Quote the entries below word for word, from the very start through the line that contains "column 665, row 340", including that line.

----

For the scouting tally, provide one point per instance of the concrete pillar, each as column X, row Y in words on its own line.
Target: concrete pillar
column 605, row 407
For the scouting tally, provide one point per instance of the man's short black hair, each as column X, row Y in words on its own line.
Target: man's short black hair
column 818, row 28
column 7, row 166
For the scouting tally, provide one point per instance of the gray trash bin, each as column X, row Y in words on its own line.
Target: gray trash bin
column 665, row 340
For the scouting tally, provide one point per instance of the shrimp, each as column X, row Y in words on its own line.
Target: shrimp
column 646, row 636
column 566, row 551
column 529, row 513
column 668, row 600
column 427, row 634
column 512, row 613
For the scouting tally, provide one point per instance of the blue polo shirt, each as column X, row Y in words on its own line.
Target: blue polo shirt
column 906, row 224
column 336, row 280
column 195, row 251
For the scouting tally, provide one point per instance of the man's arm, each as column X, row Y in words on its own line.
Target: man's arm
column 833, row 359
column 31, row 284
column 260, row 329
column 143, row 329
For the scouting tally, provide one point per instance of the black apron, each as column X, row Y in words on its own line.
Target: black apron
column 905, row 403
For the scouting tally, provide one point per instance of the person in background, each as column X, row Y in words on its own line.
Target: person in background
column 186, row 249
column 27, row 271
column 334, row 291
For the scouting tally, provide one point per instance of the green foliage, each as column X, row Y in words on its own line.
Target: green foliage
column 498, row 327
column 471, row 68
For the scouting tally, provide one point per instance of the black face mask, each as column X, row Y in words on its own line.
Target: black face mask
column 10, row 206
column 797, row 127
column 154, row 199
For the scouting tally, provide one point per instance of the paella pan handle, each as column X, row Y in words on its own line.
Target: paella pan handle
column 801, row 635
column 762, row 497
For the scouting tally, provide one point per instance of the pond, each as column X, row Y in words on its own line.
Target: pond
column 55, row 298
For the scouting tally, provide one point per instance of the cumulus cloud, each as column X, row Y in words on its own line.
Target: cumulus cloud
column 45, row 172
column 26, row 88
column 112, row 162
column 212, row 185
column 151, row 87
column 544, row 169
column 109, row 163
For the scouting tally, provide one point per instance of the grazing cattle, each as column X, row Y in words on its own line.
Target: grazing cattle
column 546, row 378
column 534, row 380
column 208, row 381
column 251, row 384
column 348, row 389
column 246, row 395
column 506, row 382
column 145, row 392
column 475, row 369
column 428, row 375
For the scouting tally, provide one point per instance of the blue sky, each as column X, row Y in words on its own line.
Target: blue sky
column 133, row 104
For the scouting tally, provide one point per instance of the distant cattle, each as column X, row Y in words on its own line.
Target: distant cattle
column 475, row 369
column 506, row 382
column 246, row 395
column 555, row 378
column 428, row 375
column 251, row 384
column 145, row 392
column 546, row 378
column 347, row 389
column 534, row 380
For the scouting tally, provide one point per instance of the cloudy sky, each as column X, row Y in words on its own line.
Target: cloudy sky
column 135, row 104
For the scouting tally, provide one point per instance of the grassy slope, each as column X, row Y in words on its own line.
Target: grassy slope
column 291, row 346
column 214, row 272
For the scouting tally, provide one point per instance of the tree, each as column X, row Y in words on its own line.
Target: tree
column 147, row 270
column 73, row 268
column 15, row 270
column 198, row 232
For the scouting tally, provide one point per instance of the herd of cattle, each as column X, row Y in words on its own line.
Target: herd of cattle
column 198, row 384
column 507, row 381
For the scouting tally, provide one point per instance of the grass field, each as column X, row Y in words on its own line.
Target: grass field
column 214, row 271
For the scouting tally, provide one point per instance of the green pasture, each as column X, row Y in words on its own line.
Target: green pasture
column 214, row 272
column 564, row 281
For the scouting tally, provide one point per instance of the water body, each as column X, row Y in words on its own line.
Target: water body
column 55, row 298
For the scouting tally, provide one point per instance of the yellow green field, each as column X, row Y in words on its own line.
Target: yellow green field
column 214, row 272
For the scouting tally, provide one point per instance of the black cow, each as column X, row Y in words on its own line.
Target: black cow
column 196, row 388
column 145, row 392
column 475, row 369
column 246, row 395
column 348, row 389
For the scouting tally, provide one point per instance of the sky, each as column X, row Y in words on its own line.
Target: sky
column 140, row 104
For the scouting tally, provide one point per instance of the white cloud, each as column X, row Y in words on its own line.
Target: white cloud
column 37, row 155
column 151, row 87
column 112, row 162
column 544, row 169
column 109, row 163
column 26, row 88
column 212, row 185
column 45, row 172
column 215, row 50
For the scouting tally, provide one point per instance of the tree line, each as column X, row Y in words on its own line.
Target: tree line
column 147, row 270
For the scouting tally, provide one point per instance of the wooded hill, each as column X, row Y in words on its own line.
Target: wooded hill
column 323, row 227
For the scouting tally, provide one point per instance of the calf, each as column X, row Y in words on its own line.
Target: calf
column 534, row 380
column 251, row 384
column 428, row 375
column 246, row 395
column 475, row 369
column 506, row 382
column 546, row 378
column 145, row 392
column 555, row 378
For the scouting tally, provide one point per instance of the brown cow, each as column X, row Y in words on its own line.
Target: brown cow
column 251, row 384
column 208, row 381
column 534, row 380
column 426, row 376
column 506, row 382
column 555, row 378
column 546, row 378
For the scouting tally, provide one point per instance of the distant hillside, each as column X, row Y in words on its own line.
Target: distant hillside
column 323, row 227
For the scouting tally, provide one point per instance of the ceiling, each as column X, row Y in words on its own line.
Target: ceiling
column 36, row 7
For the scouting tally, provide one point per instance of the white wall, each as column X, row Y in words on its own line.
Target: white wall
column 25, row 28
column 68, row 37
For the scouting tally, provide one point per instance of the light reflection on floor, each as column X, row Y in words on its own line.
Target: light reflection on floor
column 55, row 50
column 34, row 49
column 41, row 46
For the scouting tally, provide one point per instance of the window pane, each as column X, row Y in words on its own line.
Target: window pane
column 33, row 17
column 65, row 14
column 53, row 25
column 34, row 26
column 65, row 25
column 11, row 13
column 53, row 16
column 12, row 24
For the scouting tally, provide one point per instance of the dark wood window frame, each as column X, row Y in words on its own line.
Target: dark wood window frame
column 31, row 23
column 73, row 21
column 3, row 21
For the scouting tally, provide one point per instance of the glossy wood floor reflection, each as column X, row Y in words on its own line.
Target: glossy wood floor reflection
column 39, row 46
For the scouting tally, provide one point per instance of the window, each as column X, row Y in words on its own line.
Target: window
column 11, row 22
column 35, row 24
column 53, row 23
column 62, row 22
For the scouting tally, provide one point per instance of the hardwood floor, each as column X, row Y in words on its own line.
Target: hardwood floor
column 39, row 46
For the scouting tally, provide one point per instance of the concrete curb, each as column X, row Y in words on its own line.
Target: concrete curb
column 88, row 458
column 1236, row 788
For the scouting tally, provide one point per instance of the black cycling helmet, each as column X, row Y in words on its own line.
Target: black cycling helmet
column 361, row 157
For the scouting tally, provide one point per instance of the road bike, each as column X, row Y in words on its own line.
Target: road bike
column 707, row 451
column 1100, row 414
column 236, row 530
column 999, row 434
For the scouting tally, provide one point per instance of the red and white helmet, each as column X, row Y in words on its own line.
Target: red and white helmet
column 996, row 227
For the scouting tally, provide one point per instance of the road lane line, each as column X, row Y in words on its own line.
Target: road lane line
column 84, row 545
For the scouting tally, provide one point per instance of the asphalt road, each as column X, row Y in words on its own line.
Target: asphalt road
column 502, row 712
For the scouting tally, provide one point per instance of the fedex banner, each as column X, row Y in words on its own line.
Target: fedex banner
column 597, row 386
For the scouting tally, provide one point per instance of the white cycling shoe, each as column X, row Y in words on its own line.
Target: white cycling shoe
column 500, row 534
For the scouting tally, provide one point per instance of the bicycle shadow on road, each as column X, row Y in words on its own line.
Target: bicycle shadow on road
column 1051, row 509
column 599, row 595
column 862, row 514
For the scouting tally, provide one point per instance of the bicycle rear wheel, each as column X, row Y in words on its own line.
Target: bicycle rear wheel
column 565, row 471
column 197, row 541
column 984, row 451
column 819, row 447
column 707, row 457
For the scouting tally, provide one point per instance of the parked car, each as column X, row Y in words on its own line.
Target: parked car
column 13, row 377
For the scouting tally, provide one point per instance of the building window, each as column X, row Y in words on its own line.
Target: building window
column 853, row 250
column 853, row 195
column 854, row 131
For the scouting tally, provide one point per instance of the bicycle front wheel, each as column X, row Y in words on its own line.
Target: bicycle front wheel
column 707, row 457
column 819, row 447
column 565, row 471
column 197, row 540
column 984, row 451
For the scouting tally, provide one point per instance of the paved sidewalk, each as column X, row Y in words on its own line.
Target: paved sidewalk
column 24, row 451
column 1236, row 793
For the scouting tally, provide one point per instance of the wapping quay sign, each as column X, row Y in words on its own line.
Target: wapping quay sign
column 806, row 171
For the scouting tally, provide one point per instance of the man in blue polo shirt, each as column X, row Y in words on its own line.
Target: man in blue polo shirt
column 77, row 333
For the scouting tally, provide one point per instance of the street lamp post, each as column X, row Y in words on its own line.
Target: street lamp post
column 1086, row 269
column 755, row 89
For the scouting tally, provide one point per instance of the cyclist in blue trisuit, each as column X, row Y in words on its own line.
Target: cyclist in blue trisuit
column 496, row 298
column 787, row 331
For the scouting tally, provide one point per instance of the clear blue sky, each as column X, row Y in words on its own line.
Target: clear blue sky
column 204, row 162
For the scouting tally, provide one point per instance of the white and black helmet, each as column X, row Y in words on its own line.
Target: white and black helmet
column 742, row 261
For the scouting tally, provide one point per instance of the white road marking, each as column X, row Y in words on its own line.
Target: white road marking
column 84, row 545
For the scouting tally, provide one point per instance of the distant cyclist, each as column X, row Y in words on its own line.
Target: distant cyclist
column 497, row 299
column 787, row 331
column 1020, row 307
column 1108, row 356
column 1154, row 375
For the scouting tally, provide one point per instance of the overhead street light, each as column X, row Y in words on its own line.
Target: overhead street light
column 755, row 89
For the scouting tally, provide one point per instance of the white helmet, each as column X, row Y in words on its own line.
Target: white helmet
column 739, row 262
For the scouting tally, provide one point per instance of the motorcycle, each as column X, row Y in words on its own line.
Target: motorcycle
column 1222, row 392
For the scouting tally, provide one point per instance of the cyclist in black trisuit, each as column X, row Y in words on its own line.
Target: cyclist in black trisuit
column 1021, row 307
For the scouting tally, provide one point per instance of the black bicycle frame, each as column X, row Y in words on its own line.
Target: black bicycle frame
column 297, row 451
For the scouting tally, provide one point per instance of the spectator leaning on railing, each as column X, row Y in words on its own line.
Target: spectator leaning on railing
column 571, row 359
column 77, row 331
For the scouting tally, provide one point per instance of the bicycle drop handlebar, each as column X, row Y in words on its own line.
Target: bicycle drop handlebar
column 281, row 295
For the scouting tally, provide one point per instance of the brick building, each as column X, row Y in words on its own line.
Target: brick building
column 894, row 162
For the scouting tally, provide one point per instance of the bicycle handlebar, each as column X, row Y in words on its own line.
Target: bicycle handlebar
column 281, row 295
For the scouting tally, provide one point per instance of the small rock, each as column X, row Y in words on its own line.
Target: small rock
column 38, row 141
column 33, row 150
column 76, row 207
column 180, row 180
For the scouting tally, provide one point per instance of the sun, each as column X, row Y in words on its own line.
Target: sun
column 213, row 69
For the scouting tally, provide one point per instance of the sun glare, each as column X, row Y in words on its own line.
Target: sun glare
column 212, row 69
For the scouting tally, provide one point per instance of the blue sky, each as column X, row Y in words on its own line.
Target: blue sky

----

▶ [Written response]
For the scouting tally, provide one point per instance of the concrete pillar, each as column X, row Y in words on its own line.
Target: concrete pillar
column 605, row 407
For the scouting tally, provide one point per instance of the man's short black hair, each as column X, row Y in words on its own line.
Target: man's short black hair
column 818, row 28
column 7, row 166
For the scouting tally, provide one point per instance of the gray trash bin, each as column X, row Y in words on its own line.
Target: gray trash bin
column 665, row 340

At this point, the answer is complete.